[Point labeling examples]
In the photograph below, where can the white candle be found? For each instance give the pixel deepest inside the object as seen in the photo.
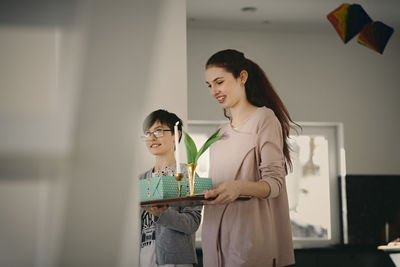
(176, 132)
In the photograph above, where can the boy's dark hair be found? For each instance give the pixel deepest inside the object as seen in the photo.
(164, 117)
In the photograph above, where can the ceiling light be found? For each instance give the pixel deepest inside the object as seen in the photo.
(249, 9)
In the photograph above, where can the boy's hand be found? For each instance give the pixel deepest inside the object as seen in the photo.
(156, 210)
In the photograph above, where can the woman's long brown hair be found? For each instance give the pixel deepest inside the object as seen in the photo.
(259, 90)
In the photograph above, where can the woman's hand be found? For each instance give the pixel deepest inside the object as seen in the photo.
(156, 210)
(225, 193)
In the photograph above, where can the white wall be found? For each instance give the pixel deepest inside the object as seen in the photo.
(319, 79)
(70, 151)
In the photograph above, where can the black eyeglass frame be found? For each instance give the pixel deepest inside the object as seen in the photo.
(155, 133)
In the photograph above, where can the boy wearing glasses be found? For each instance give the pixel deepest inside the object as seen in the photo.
(168, 233)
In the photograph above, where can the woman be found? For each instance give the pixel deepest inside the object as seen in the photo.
(250, 160)
(168, 233)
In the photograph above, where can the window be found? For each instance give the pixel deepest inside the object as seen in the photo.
(313, 185)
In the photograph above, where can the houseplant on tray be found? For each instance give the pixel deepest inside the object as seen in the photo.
(193, 154)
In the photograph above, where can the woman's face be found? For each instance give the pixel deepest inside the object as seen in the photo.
(163, 145)
(225, 88)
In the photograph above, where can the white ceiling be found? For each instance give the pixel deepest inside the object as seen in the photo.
(301, 15)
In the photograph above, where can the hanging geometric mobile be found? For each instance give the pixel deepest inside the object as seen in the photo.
(375, 35)
(348, 20)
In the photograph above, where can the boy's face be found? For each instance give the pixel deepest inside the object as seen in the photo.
(161, 145)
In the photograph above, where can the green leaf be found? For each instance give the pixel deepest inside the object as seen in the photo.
(213, 138)
(191, 149)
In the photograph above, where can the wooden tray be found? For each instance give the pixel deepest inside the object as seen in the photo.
(196, 200)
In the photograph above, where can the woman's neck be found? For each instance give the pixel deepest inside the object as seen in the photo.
(241, 113)
(164, 161)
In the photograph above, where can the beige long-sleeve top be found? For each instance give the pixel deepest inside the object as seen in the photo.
(255, 232)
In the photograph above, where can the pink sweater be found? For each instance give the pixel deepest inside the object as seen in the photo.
(255, 232)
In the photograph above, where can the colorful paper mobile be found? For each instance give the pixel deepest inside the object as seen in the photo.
(375, 35)
(348, 20)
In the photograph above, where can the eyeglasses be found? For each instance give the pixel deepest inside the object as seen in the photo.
(157, 133)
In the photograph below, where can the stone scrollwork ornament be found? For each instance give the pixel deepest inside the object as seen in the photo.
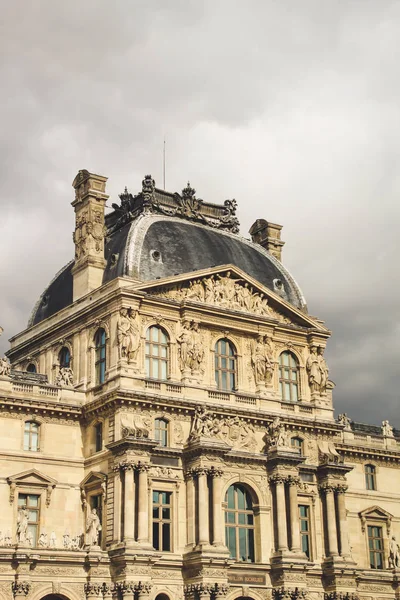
(128, 334)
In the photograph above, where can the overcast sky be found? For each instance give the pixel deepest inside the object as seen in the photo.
(290, 107)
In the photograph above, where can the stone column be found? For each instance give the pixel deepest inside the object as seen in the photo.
(129, 504)
(343, 531)
(204, 536)
(294, 514)
(280, 511)
(143, 506)
(217, 525)
(331, 521)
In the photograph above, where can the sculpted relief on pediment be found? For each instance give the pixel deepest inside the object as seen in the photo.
(225, 291)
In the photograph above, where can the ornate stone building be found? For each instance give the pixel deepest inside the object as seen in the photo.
(167, 426)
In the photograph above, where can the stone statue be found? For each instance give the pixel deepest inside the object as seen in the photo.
(277, 435)
(387, 429)
(65, 377)
(22, 526)
(313, 370)
(191, 350)
(394, 554)
(204, 424)
(261, 360)
(93, 528)
(344, 420)
(323, 367)
(184, 339)
(5, 367)
(128, 334)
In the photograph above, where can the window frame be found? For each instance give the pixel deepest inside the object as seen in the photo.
(158, 431)
(100, 356)
(30, 509)
(160, 520)
(219, 370)
(381, 552)
(151, 358)
(284, 381)
(306, 533)
(370, 478)
(38, 435)
(237, 526)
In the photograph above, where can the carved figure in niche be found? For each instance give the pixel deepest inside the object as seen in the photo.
(184, 339)
(394, 554)
(93, 528)
(324, 369)
(135, 426)
(128, 334)
(204, 424)
(343, 419)
(261, 360)
(313, 370)
(387, 429)
(5, 367)
(191, 351)
(22, 525)
(277, 434)
(65, 377)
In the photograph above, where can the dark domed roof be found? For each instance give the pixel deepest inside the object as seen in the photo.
(151, 246)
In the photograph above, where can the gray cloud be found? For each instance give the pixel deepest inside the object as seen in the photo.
(291, 108)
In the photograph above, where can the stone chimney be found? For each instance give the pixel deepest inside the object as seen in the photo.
(89, 234)
(268, 235)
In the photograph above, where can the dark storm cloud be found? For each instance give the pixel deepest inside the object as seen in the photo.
(291, 108)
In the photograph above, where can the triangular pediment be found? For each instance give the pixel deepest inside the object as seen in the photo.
(376, 512)
(229, 288)
(32, 477)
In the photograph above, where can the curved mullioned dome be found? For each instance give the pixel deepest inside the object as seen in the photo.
(153, 246)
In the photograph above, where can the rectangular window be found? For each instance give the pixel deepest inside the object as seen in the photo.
(162, 521)
(305, 529)
(98, 429)
(375, 546)
(31, 503)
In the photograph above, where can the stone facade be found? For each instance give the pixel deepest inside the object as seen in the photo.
(175, 439)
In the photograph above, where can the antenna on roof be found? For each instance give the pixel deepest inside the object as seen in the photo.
(164, 165)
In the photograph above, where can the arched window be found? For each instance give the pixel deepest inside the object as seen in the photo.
(31, 436)
(100, 356)
(289, 377)
(297, 443)
(161, 431)
(157, 351)
(64, 357)
(239, 524)
(225, 365)
(370, 477)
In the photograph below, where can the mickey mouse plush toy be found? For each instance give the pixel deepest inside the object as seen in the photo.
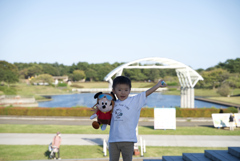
(103, 112)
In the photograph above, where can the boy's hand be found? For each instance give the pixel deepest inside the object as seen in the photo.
(162, 83)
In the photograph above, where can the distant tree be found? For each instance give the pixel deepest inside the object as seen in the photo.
(43, 78)
(50, 69)
(91, 75)
(82, 66)
(34, 70)
(215, 77)
(224, 90)
(231, 65)
(234, 80)
(8, 72)
(78, 75)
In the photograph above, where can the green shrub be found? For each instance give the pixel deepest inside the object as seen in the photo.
(62, 84)
(231, 110)
(8, 90)
(76, 86)
(224, 90)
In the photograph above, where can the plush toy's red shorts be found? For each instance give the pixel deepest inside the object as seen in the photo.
(101, 121)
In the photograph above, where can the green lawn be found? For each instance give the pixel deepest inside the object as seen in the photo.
(143, 130)
(40, 152)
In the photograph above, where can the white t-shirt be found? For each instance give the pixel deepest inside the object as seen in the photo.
(125, 118)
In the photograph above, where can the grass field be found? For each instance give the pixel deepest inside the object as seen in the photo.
(143, 130)
(37, 152)
(40, 152)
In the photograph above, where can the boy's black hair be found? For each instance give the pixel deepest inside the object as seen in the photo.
(121, 80)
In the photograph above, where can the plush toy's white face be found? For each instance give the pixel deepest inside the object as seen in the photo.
(105, 103)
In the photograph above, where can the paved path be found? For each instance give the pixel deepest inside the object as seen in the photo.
(151, 140)
(93, 139)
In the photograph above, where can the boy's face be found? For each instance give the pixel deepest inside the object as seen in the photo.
(122, 91)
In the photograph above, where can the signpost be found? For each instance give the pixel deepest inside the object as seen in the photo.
(164, 118)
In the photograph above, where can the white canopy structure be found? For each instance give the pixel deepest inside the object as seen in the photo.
(186, 75)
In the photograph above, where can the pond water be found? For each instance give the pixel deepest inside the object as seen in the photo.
(154, 100)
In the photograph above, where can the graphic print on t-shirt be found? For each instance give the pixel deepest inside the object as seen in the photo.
(118, 113)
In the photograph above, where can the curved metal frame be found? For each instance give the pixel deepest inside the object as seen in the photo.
(186, 76)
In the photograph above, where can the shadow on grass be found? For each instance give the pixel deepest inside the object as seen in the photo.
(210, 126)
(47, 154)
(149, 127)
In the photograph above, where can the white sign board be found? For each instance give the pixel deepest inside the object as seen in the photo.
(237, 119)
(164, 118)
(222, 119)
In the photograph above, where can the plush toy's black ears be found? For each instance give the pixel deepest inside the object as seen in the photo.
(114, 98)
(97, 94)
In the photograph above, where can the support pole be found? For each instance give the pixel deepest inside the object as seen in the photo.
(141, 146)
(104, 148)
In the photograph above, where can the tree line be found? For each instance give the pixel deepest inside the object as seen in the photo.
(223, 74)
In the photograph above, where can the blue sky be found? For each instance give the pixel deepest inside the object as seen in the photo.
(197, 33)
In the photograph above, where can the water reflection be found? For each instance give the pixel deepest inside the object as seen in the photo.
(87, 99)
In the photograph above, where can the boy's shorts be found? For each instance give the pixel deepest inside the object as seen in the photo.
(126, 148)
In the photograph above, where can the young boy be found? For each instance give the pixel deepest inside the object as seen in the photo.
(125, 118)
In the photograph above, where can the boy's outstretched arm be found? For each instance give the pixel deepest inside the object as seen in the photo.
(154, 88)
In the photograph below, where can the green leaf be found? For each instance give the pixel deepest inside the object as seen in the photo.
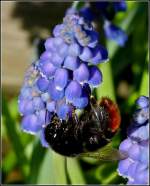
(74, 171)
(144, 90)
(37, 157)
(52, 170)
(13, 136)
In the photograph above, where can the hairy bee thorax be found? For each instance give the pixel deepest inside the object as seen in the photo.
(91, 131)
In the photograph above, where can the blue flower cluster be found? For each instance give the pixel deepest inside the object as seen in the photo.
(61, 80)
(106, 10)
(136, 166)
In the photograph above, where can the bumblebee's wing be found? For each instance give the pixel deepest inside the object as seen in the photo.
(107, 153)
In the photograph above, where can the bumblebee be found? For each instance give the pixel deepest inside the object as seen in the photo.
(91, 131)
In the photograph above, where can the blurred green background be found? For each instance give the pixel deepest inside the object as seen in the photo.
(125, 77)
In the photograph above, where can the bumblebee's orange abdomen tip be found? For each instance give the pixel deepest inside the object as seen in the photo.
(114, 113)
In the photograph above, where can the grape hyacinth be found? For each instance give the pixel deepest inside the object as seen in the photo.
(107, 10)
(61, 80)
(136, 166)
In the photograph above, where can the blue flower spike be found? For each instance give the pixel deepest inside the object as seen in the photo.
(61, 80)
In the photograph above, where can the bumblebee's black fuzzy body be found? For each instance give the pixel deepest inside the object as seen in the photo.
(71, 137)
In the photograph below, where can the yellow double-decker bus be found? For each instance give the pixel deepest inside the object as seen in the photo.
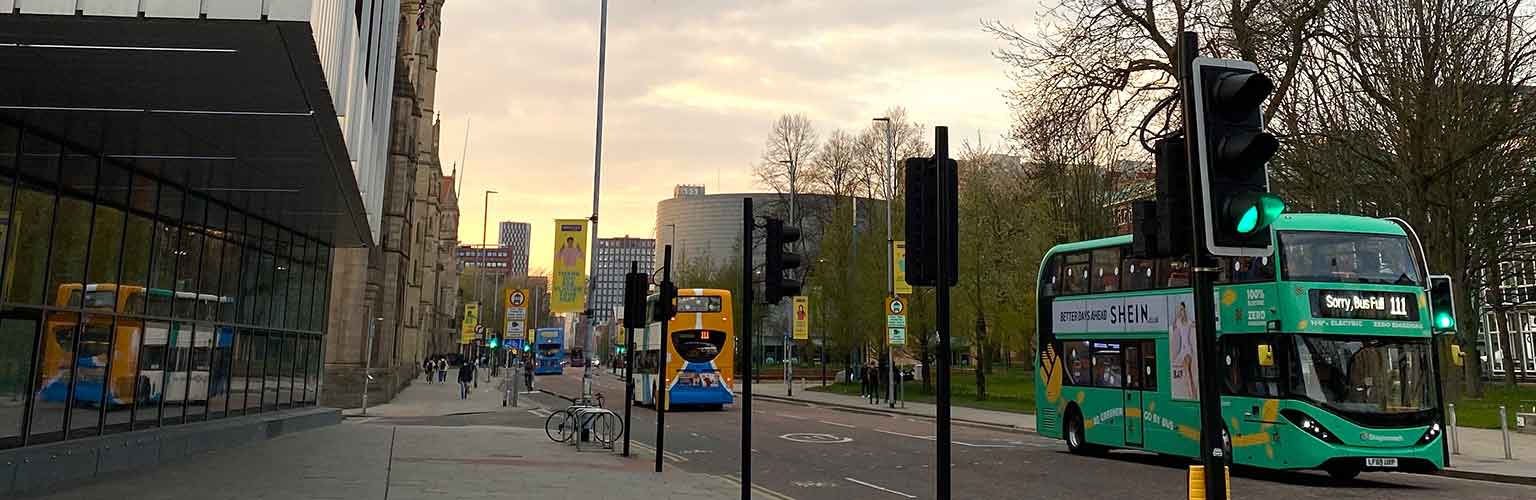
(701, 345)
(97, 351)
(162, 361)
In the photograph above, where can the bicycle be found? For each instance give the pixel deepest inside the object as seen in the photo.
(604, 425)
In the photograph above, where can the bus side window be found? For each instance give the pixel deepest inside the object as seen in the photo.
(1246, 370)
(1138, 275)
(1074, 273)
(1175, 273)
(1106, 270)
(1048, 276)
(1149, 365)
(1079, 362)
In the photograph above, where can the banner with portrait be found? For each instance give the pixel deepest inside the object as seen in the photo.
(569, 278)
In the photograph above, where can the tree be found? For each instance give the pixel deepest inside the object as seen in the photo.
(874, 152)
(1423, 111)
(791, 144)
(1000, 221)
(834, 169)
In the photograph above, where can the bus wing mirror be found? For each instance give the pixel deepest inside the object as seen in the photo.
(1266, 355)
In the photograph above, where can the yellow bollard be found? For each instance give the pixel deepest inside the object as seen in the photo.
(1197, 482)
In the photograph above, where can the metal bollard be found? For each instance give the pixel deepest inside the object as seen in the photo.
(1455, 442)
(1504, 428)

:: Requirements ::
Copy only this span: the line that contains "In the photograph above, where can the banner", the last line, and every line between them.

:: Expected output ::
In the photograph above, where can the banner with portrait be found? For each instance give the pixel deepest inside the object as seen in the photo.
(569, 278)
In the photograph above, where can the tree be found? For each instance give the pixel deepest inside the object as seen in the photo.
(874, 152)
(1423, 111)
(791, 144)
(1000, 221)
(834, 169)
In the photograph above, where can the bus wing mirror be found? For each instance give the pixel deepest inside the object as seen in the photo.
(1266, 355)
In the photograph above, where can the yellow bollard be found? For each instance give the pixel deepest inside the object as seen in the photo.
(1197, 482)
In the photograph above, where can the metal bollard be found? For each instance give the pixel deepest inside the object as seen in the photo.
(1455, 442)
(1504, 428)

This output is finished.